(WHAT YOU ARE ASKED TO DO) In full and exactly, reproduce the entries below, but omit the pictures.
** DATA TO EXAMINE follows **
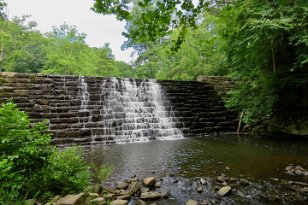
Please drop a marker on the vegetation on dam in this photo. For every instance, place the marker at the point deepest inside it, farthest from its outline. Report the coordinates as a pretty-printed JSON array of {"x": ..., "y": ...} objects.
[{"x": 262, "y": 45}]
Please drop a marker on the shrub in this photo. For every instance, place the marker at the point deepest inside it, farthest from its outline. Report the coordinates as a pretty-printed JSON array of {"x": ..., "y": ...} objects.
[{"x": 29, "y": 165}]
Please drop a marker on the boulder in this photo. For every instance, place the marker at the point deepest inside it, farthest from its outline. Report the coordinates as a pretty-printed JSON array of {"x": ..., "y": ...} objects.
[
  {"x": 98, "y": 201},
  {"x": 157, "y": 184},
  {"x": 165, "y": 194},
  {"x": 122, "y": 185},
  {"x": 135, "y": 187},
  {"x": 203, "y": 181},
  {"x": 224, "y": 190},
  {"x": 199, "y": 189},
  {"x": 72, "y": 199},
  {"x": 97, "y": 188},
  {"x": 191, "y": 202},
  {"x": 150, "y": 195},
  {"x": 149, "y": 182},
  {"x": 140, "y": 202},
  {"x": 30, "y": 202},
  {"x": 119, "y": 202},
  {"x": 124, "y": 197}
]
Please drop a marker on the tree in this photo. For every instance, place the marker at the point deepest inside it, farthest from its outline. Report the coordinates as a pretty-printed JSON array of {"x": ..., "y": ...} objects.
[{"x": 21, "y": 46}]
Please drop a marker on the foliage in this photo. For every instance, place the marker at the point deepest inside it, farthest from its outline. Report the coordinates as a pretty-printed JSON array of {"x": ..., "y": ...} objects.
[{"x": 29, "y": 164}]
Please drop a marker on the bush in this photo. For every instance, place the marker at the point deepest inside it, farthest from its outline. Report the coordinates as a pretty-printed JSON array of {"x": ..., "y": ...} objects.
[{"x": 29, "y": 165}]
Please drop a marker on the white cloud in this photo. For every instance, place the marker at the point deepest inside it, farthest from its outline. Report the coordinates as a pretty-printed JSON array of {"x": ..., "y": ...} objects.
[{"x": 99, "y": 29}]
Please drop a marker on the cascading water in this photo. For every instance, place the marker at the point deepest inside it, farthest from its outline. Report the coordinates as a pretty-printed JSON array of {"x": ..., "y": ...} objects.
[{"x": 131, "y": 112}]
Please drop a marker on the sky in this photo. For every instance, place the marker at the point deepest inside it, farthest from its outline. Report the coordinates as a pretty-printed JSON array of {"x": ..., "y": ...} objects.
[{"x": 100, "y": 29}]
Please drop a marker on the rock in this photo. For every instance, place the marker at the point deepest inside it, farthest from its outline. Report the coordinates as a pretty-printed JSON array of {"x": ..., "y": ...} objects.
** End of DATA TO EXAMINE **
(ANSWER TO THIS PROBLEM)
Please drop a marker on the vegetation on dam in this photo. For every instance, place the marker at the point deepest inside it, farthest from its outline. Report the coordinates as a pretty-printed JSON array of {"x": ..., "y": ...} objects.
[{"x": 262, "y": 45}]
Please drop a marker on the shrub in this photo. For every instance, place the marker at the point deepest inside it, farthest from its outline. Report the coordinates as a pretty-printed JSON array of {"x": ..., "y": ...} objects.
[{"x": 29, "y": 165}]
Please drop a marker on the boulder in this photo. For every instance, place the marker at the point deepest inside it, farthest from its outline. Report the coordinates as a pretty-printed JSON array of {"x": ..., "y": ...} objects.
[
  {"x": 98, "y": 201},
  {"x": 157, "y": 184},
  {"x": 165, "y": 194},
  {"x": 122, "y": 185},
  {"x": 135, "y": 187},
  {"x": 203, "y": 181},
  {"x": 224, "y": 190},
  {"x": 199, "y": 189},
  {"x": 72, "y": 199},
  {"x": 97, "y": 188},
  {"x": 191, "y": 202},
  {"x": 150, "y": 195},
  {"x": 149, "y": 182},
  {"x": 140, "y": 202},
  {"x": 30, "y": 202},
  {"x": 119, "y": 202},
  {"x": 124, "y": 197}
]
Please drop a marker on the tree in this photo. For every instance, place the marker at the point deepest inside it, farthest from its outline. Report the coordinates as a pretty-printed JSON array of {"x": ..., "y": ...} objects.
[{"x": 21, "y": 46}]
Please drop a marker on the foliage in this photo. For every instance, place the marker at the point deepest inside it, farthest from its outline. Report the coordinates as a pretty-printed JSON array of {"x": ..., "y": ...} objects.
[{"x": 29, "y": 164}]
Please drop a marker on the bush in this photo. For every instance, place the marker at the point deepest inside it, farthest from its outline. Report the coordinates as a pretty-printed JSON array of {"x": ..., "y": ...} objects.
[{"x": 29, "y": 165}]
Please drop a marker on the white cloud in this photo. For every instance, place the marker at the point deepest inside it, farthest from its outline. Report the coordinates as a pretty-printed JSON array of {"x": ..., "y": ...} objects.
[{"x": 99, "y": 29}]
Please drop a marker on the cascading water in this photo. For every instance, place the marker at the point deepest inside it, farthest from its outline. Report the coordinates as a pretty-printed JSON array of {"x": ..., "y": ...} objects.
[{"x": 131, "y": 112}]
Please drop a marker on the sky in this photo. For every instance, place the marker at the point deepest inside it, farthest from its outline. Report the coordinates as a pretty-printed JSON array of {"x": ..., "y": ...} objects.
[{"x": 100, "y": 29}]
Please drop a marker on the rock in this photo. For every instance, place the marker at the point deepest inside it, farthest from its outline. Report the coordinates as a pretty-printed JSON array of {"x": ..., "y": ...} objects.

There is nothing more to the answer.